SELECTED PASSAGE -
*** Block opens ***

Evidence-Based: Physical Therapy Pelvic Floor


Neural control of continence

At rest continence is assured by a competent sphincter mechanism, including not only the striated and smooth muscle sphincter but also the PFM and an adequate bladder storage function. Normal kinesiological sphincter EMG recordings show continuous activity of motor units at rest (as defined by continuous firing of motor unit potentials), which as a rule increase with increasing bladder fullness. Reflexes mediating excitatory outflow to the sphincters are organized at the spinal level (the guarding reflex).

The L region in the brainstem has also been called the ‘storage centre’. This area was active in PET studies of those volunteers, who could not void, but contracted their PFM. The L region is thought to exert a continuous exciting effect on the Onuf’s nucleus and thereby on the striated urinary sphincter during the storage phase; in humans it is probably part of a complex set of ‘nerve impulse pattern generators’ for different coordinated motor activities such as breathing, coughing, straining, etc. During physical stress (e.g. coughing, sneezing) the urethral and anal sphincters may not be sufficient to passively withhold the pressures arising in the abdominal cavity, and hence within the bladder and lower rectum. Activation of the PFM is mandatory, and may be perceived as occurring in two steps by two different activation processes.

Coughing and sneezing are thought to be generated by individual pattern generators within the brainstem, and thus activation of PFM is a preset coactivation – and not primarily a ‘refl ex’ reaction to increased intraabdominal pressure. But, in addition, there may be an additional refl ex PFM response to increased abdominal pressure due to distension of muscle spindles within PFM.

The PFM can of course also be voluntarily activated anticipating an increase in abdominal pressure. Such timed voluntary activity may be learned (the ‘knack procedure’).

*** Block closes ***

ASSIGNED TASK - Extract the stretch of the passage on neural control of continence from "Coughing and sneezing" through "(the ‘knack procedure’).", copying it word for word.

DATA EXTRACT -

*** Block opens ***

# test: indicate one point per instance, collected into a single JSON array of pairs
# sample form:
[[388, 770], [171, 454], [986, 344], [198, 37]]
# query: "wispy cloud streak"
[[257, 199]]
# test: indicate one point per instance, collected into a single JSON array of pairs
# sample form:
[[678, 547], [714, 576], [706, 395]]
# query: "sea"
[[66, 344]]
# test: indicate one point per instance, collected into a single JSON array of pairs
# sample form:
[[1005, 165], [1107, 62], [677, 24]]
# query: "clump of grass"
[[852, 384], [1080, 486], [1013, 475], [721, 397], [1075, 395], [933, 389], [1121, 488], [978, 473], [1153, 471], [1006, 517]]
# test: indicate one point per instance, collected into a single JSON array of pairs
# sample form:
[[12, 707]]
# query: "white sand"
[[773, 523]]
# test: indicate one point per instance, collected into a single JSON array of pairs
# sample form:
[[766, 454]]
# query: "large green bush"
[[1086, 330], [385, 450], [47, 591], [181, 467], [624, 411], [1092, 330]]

*** Block closes ***

WRITTEN SOLUTION -
Coughing and sneezing are thought to be generated by individual pattern generators within the brainstem, and thus activation of PFM is a preset coactivation – and not primarily a ‘refl ex’ reaction to increased intraabdominal pressure. But, in addition, there may be an additional refl ex PFM response to increased abdominal pressure due to distension of muscle spindles within PFM.

The PFM can of course also be voluntarily activated anticipating an increase in abdominal pressure. Such timed voluntary activity may be learned (the ‘knack procedure’).